EXERCISE DETAILS: Arrange the lines below as a numbered list, starting at the line that contains "mark the navy blue stripe" and ending at the last line of the records, with blank lines and pictures left out.

[Image box annotation records]
┌──

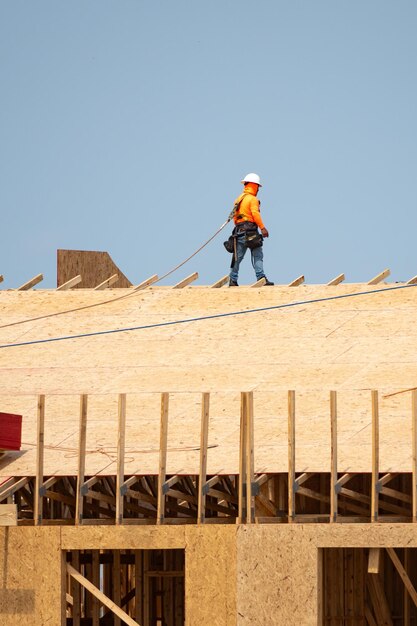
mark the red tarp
[0,412,22,450]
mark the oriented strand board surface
[0,284,417,477]
[57,250,132,289]
[0,527,61,626]
[237,524,417,626]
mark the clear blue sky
[0,0,417,288]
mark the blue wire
[0,284,417,349]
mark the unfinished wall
[0,527,61,626]
[57,250,132,289]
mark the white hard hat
[240,172,262,187]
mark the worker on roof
[229,172,274,287]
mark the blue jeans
[230,233,265,283]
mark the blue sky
[0,0,417,288]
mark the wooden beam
[411,389,417,522]
[56,274,82,291]
[132,274,159,291]
[116,393,126,524]
[368,548,381,574]
[371,389,379,522]
[238,392,247,524]
[288,275,305,287]
[197,393,210,524]
[367,269,391,285]
[386,548,417,606]
[156,393,169,524]
[33,395,45,526]
[211,274,229,289]
[75,394,88,524]
[250,276,266,287]
[245,391,255,524]
[94,274,119,291]
[16,274,43,291]
[0,504,17,526]
[67,563,140,626]
[330,391,337,522]
[327,274,345,287]
[288,390,295,523]
[172,272,198,289]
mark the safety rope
[0,284,417,349]
[0,216,234,329]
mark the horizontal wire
[0,284,417,349]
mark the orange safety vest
[233,189,265,229]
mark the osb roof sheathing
[0,284,417,477]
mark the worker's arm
[250,197,269,237]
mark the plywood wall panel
[0,527,61,626]
[185,525,237,626]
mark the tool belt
[223,222,264,252]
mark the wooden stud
[116,393,126,524]
[211,274,229,289]
[75,394,88,524]
[91,550,100,626]
[367,269,391,285]
[112,550,122,626]
[245,391,255,524]
[67,563,138,626]
[132,274,159,291]
[56,274,82,291]
[197,393,210,524]
[386,548,417,606]
[71,550,81,626]
[411,389,417,522]
[172,272,198,289]
[403,548,411,626]
[237,392,247,524]
[330,391,338,522]
[327,274,345,287]
[0,504,17,526]
[368,548,381,574]
[16,274,43,291]
[33,395,45,526]
[156,393,169,524]
[94,274,119,291]
[288,390,295,523]
[250,276,266,287]
[371,390,379,522]
[288,275,305,287]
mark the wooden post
[288,391,295,523]
[156,393,169,524]
[197,393,210,524]
[33,395,45,526]
[371,390,379,522]
[116,393,126,524]
[330,391,337,522]
[238,392,247,524]
[246,391,255,524]
[411,389,417,522]
[91,550,100,626]
[75,394,88,524]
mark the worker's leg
[251,246,265,280]
[230,234,247,283]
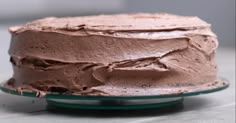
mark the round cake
[8,13,218,96]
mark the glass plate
[0,79,229,110]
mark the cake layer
[9,14,218,95]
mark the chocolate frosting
[9,13,218,95]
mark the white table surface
[0,25,235,123]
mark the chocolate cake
[8,13,218,96]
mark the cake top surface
[9,13,210,33]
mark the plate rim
[0,79,230,100]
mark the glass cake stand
[0,79,229,110]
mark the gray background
[0,0,235,47]
[0,0,235,123]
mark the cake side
[6,14,218,95]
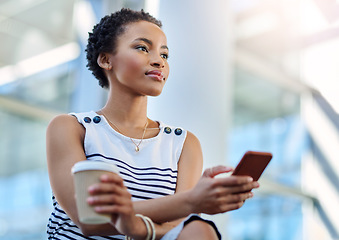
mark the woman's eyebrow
[134,37,169,50]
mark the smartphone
[232,151,273,181]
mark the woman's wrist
[126,214,156,240]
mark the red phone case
[232,151,272,181]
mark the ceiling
[0,0,75,68]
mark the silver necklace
[101,111,148,152]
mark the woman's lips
[146,70,165,81]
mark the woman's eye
[160,53,168,59]
[136,46,148,52]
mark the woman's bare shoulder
[47,114,85,140]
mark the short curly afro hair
[85,8,162,88]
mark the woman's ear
[97,52,112,70]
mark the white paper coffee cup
[72,160,119,224]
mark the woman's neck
[101,90,147,128]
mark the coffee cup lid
[72,160,119,173]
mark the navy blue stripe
[52,212,71,221]
[127,187,168,196]
[120,172,177,185]
[47,220,122,239]
[54,206,67,215]
[124,179,175,192]
[86,153,178,173]
[46,227,95,240]
[132,194,153,200]
[117,164,177,178]
[49,218,78,229]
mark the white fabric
[47,111,187,239]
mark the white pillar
[149,0,233,238]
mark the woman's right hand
[190,166,259,214]
[87,173,147,239]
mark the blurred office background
[0,0,339,240]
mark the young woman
[47,9,259,240]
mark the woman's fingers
[203,165,233,178]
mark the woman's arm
[90,130,259,223]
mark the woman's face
[108,21,169,96]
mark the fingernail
[100,175,108,181]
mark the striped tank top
[47,111,187,240]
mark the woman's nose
[151,55,165,68]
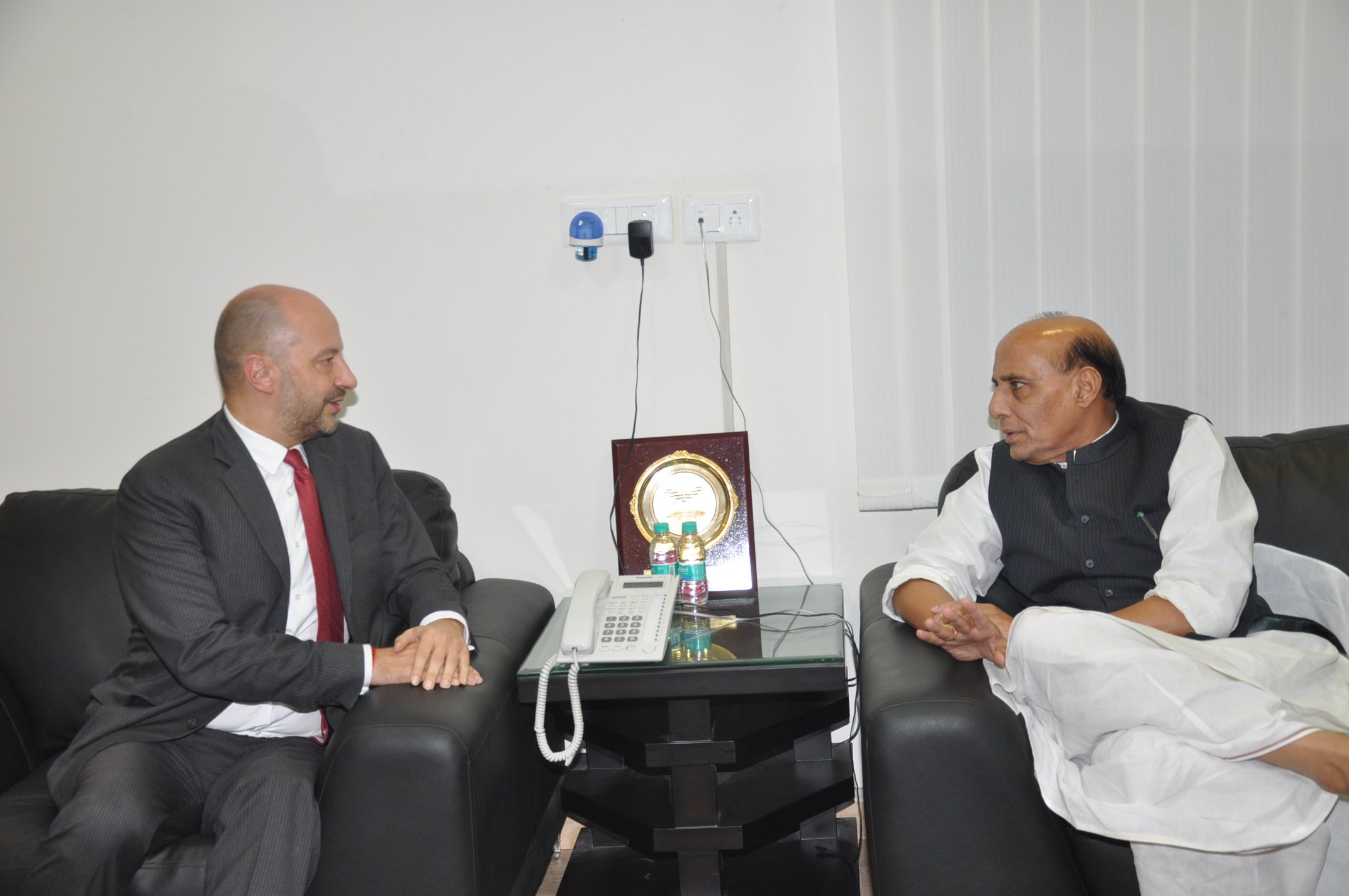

└──

ANSWER TO THIS EXERCISE:
1. mark the navy blue stripe
2. [52,212,71,221]
3. [127,187,168,196]
4. [120,172,177,185]
5. [47,220,122,239]
6. [54,206,67,215]
7. [124,179,175,192]
8. [86,153,178,173]
9. [46,227,95,240]
10. [132,194,153,200]
11. [117,164,177,178]
12. [49,218,78,229]
13. mark the white fabric
14. [47,111,187,239]
15. mark the white pillar
16. [149,0,233,238]
17. mark the woman's right hand
18. [190,166,259,214]
19. [87,173,147,239]
20. mark the blurred office background
21. [0,0,339,240]
22. mark the young woman
23. [47,9,259,240]
24. mark the woman's fingers
25. [203,165,233,178]
26. mark the woman's arm
27. [90,130,259,223]
28. mark the woman's face
29. [108,21,169,96]
30. mark the fingernail
31. [100,175,108,181]
32. mark the striped tank top
33. [47,111,187,240]
34. mark the woman's nose
35. [151,55,165,68]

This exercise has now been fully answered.